Testo di partenza =>

Le decisioni dell’Eurogruppo di ieri avvicinano la creazione del fondo permanente per il contrasto delle crisi dei debiti pubblici dell’area dell’euro: il Meccanismo europeo di stabilità (Mes), finanziato dai governi. E’ ora più chiara la relazione fra il Mes e i fondi provvisori già utilizzati per aiutare l’Irlanda, il Portogallo e la Grecia. Nell’insieme raggiungeranno una capacità di intervento di 800 miliardi di euro. I governi hanno anche deciso di accelerare il versamento al Mes del capitale sulla base del quale potrà indebitarsi sui mercati globali e intervenire a favore dei Paesi in difficoltà; vi è poi l’impegno dell’Eurogruppo a ulteriori contributi a favore degli interventi anti-crisi del Fmi, che collaborerà col fondo europeo.
È opinione diffusa che il Mes non aggiunga abbastanza alla dimensione potenziale degli interventi anti-crisi. Speriamo che i mercati si convincano invece che la dimensione è sufficiente a rafforzare la stabilità dell’area dell’euro nel medio termine.
Solo allora la speculazione sarà scoraggiata e gli interventi effettivamente necessari saranno minori di quelli possibili. Ma l’attenzione dei politici, degli operatori e dell’opinione pubblica si è finora concentrata troppo sulla questione del volume di fondi a disposizione, trascurando altri importanti aspetti del Mes. Guardiamone due, uno positivo, l’altro negativo.

Elenco consegne =>
a – Trascrivi fedelmente il passo del testo sul Meccanismo europeo di stabilità compreso tra "Solo allora la" e "positivo, l’altro negativo.", estremi inclusi.
b – Prosegui il testo sul Meccanismo europeo di stabilità a partire dall'ultima frase riportata.

Voci elencate =>
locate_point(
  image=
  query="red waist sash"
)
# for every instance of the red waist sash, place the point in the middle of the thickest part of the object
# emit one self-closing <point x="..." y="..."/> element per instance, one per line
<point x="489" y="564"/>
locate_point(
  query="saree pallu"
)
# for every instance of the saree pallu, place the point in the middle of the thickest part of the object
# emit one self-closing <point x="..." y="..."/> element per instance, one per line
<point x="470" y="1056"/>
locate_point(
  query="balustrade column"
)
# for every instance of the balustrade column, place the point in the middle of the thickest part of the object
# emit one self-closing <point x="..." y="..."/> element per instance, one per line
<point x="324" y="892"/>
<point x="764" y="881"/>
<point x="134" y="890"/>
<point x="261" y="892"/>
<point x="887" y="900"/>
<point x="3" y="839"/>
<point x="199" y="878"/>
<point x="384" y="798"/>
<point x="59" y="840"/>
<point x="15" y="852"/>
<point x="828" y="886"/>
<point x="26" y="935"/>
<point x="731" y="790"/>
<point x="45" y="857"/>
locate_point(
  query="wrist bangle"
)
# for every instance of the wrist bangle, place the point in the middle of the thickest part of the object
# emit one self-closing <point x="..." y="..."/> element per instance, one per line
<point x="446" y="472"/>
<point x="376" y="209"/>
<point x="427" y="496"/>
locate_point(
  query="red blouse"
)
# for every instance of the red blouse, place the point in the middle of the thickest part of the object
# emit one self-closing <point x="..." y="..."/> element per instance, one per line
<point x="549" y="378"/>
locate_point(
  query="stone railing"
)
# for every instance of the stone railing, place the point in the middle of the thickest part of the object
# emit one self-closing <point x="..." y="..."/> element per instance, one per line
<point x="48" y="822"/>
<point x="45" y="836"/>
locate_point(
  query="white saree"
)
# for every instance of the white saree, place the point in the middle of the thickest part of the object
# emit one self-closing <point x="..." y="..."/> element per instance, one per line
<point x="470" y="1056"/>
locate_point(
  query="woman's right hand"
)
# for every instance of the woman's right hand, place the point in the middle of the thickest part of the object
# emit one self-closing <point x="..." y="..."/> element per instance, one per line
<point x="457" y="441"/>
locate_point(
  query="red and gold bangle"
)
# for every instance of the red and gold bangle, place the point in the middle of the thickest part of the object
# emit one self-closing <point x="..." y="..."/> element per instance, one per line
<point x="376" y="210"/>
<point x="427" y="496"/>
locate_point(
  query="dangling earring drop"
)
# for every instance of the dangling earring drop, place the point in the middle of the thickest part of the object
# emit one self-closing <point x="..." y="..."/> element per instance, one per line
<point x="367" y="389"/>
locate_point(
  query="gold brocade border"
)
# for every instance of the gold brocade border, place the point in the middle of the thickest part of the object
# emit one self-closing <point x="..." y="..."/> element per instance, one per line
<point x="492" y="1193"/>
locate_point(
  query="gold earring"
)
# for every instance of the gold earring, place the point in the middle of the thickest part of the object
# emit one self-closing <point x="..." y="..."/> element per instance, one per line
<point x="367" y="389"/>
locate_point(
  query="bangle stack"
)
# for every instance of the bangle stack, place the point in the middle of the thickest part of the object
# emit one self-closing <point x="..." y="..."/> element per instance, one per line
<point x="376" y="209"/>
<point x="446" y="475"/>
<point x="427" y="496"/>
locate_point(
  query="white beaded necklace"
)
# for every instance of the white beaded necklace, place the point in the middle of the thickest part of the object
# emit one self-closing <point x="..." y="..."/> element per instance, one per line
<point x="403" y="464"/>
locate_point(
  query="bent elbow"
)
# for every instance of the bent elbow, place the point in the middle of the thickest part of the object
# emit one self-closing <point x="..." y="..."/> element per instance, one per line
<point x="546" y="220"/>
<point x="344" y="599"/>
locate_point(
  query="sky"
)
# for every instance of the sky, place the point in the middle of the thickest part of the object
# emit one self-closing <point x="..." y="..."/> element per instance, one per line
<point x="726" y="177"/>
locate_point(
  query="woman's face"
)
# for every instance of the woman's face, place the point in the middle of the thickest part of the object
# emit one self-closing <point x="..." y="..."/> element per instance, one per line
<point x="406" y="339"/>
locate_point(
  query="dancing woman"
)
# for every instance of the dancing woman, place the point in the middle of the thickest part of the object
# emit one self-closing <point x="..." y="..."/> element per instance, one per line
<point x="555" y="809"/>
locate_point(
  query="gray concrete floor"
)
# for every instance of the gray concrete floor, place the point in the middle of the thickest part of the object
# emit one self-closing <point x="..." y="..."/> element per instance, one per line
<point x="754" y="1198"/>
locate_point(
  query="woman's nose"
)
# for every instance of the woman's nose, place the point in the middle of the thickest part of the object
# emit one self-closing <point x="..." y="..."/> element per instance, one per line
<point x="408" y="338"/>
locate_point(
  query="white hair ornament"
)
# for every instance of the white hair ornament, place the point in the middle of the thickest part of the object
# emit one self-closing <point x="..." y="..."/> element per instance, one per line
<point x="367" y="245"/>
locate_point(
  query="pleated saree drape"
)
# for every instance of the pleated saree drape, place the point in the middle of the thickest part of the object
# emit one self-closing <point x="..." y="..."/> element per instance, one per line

Risultati dell'esercizio =>
a –
Solo allora la speculazione sarà scoraggiata e gli interventi effettivamente necessari saranno minori di quelli possibili. Ma l’attenzione dei politici, degli operatori e dell’opinione pubblica si è finora concentrata troppo sulla questione del volume di fondi a disposizione, trascurando altri importanti aspetti del Mes. Guardiamone due, uno positivo, l’altro negativo.

b –
In positivo va detto che il Mes concretizza un vero e proprio meccanismo di solidarietà fra i governi dell’area dell’euro. Essi mettono a rischio i soldi dei loro contribuenti per acquistare quote di capitale di un singolo, grande intermediario, che aiuterà gli stessi governi quando avranno difficoltà nel rifinanziamento dei loro debiti. E’ un rischio che i governi corrono congiuntamente e senza che siano predeterminati i futuri beneficiari degli aiuti. Chi è più grande rischia di più: la Germania verserà più di un quarto del capitale del fondo, la Francia un quinto, l’Italia il 18%. Non solo: se un governo avrà difficoltà a versare la sua quota, gli altri subentreranno temporaneamente al suo impegno.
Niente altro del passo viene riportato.